_Text excerpt_

☆ ☆ ☆ ☆ ☆ ☆ ☆

NOT PRECEDENTIAL
UNITED STATES COURT OF APPEALS
FOR THE THIRD CIRCUIT
No. 10-2103
CRAIG WILLIAMS; ERNEST PORTER;
SAHARRIS ROLLINS; RONALD CLARK,
Appellants.
v.
*SECRETARY PENNSYLVANIA DEPARTMENT OF CORRECTIONS;
LOUIS S. FOLINO, Superintendent
*(Pursuant to Rule 43(c), Fed. R. App. P.)
On Appeal from the United States District Court
For the Western District of Pennsylvania
(D.C. No. 2-10-cv-00212)
District Judge: Honorable Nora B. Fischer
Submitted Under Third Circuit LAR 34.1(a)
on October 27, 2011
Before: FISHER, VANASKIE and ROTH, Circuit Judges
(Opinion filed: January 25, 2012)
OPINION
ROTH, Circuit Judge:
Four state prisoners, who await resentencing after their death sentences were
vacated, appeal the dismissal of their pro se petition pursuant to 28 U.S.C. § 2241, which
sought an order directing their transfer from death row to the general prison population.
The District Court dismissed the petition sua sponte, before the respondents had been
served, on the ground that the underlying claim should not have been brought as a habeas
corpus petition but rather as an action under 42 U.S.C. § 1983. For the reasons that
follow, we will affirm the judgment of the District Court.

☆ ☆ ☆ ☆ ☆ ☆ ☆

(Labeled-object pointing entries)
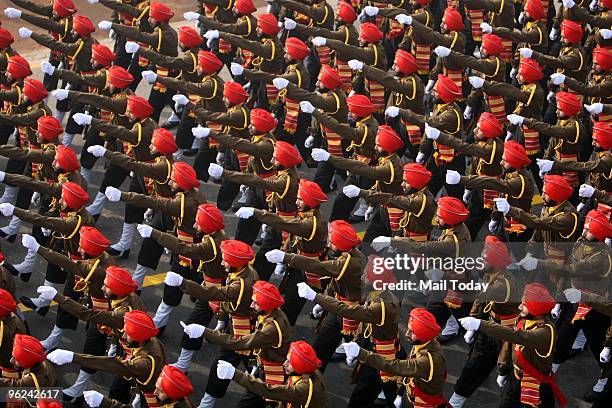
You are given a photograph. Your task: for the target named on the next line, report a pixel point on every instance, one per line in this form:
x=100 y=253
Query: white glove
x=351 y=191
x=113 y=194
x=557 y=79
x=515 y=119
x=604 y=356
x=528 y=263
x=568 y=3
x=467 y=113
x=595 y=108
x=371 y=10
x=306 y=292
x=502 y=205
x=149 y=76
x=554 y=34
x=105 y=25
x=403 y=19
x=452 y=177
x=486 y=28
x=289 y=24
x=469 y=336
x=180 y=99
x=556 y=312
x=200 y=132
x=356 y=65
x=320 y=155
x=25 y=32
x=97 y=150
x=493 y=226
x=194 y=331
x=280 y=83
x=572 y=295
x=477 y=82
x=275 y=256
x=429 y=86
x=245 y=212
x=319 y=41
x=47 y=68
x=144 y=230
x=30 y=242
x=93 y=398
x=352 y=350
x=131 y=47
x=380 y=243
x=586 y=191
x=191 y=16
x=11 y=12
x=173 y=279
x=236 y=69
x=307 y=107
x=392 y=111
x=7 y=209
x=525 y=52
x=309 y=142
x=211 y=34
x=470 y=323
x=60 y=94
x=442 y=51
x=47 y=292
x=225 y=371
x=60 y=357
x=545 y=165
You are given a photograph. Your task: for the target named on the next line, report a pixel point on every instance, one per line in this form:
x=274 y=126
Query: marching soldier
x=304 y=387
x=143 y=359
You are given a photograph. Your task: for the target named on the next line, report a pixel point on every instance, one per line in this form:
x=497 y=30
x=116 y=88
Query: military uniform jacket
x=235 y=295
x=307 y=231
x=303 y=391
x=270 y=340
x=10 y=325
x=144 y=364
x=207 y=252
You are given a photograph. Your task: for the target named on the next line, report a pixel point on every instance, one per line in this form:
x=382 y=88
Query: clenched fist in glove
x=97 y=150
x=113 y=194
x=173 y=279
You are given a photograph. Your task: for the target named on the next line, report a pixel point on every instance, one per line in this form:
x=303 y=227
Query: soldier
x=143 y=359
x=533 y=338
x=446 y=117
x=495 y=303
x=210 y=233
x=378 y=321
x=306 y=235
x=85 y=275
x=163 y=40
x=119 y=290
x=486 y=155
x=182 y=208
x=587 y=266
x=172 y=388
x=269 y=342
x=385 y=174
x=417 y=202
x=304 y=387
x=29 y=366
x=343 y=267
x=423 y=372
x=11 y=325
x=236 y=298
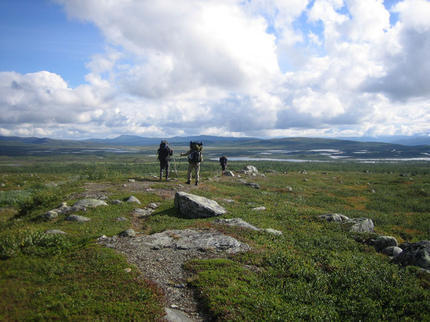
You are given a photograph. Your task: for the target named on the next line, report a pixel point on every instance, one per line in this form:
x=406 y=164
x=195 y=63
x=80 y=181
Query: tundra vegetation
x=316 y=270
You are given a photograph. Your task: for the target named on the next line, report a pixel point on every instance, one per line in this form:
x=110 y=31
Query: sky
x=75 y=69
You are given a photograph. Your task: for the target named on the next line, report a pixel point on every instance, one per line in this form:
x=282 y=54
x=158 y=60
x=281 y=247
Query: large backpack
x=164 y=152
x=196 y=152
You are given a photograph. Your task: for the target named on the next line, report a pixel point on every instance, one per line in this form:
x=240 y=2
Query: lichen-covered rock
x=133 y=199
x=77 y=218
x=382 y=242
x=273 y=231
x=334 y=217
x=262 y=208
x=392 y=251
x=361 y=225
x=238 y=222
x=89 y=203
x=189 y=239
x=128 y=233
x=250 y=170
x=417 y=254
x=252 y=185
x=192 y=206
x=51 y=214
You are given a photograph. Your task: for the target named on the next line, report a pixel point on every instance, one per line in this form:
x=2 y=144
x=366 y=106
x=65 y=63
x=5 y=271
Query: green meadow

☆ ☆ ☆ ☆ ☆ ☆ ☆

_What you will do_
A – Quote a passage from the court opinion above, starting at the words "On Appeal from" and ending after "general prison population.".
B – Extend the court opinion above, picking up right after its final sentence.

_Per-task outputs_
A –
On Appeal from the United States District Court
For the Western District of Pennsylvania
(D.C. No. 2-10-cv-00212)
District Judge: Honorable Nora B. Fischer
Submitted Under Third Circuit LAR 34.1(a)
on October 27, 2011
Before: FISHER, VANASKIE and ROTH, Circuit Judges
(Opinion filed: January 25, 2012)
OPINION
ROTH, Circuit Judge:
Four state prisoners, who await resentencing after their death sentences were
vacated, appeal the dismissal of their pro se petition pursuant to 28 U.S.C. § 2241, which
sought an order directing their transfer from death row to the general prison population.

B –
I. Background
On February 16, 2010, state prisoners Craig Williams, Ernest Porter, Saharris
Rollins, and Ronald Clark 1 filed a pro se habeas petition pursuant to 28 U.S.C. § 2241,
challenging the “illegal confinement of them” by Jeffrey A. Beard, Secretary of the
Pennsylvania Department of Corrections, and Louis S. Folino, Superintendent of the
State Correctional Institution at Greene (SCI-Greene), where all of the prisoners were
then confined.
1
Clark was resentenced to life imprisonment on August 16, 2011. As a result, he
has been released from his status as a death sentence prisoner and is no longer on “death
row.” Because he could not benefit from the relief sought in this action, his complaint
will be dismissed as moot.
2
Each prisoner’s death sentence, but not his conviction, has been vacated. 2 Under
Pennsylvania’s Post-Conviction Relief Act, Williams’ death sentence was vacated in
2006, and Clark’s death sentence was vacated in 2003. In federal habeas proceedings,
Porter’s death sentence was vacated in 2003, and Rollins’ death sentence was vacated in
2005.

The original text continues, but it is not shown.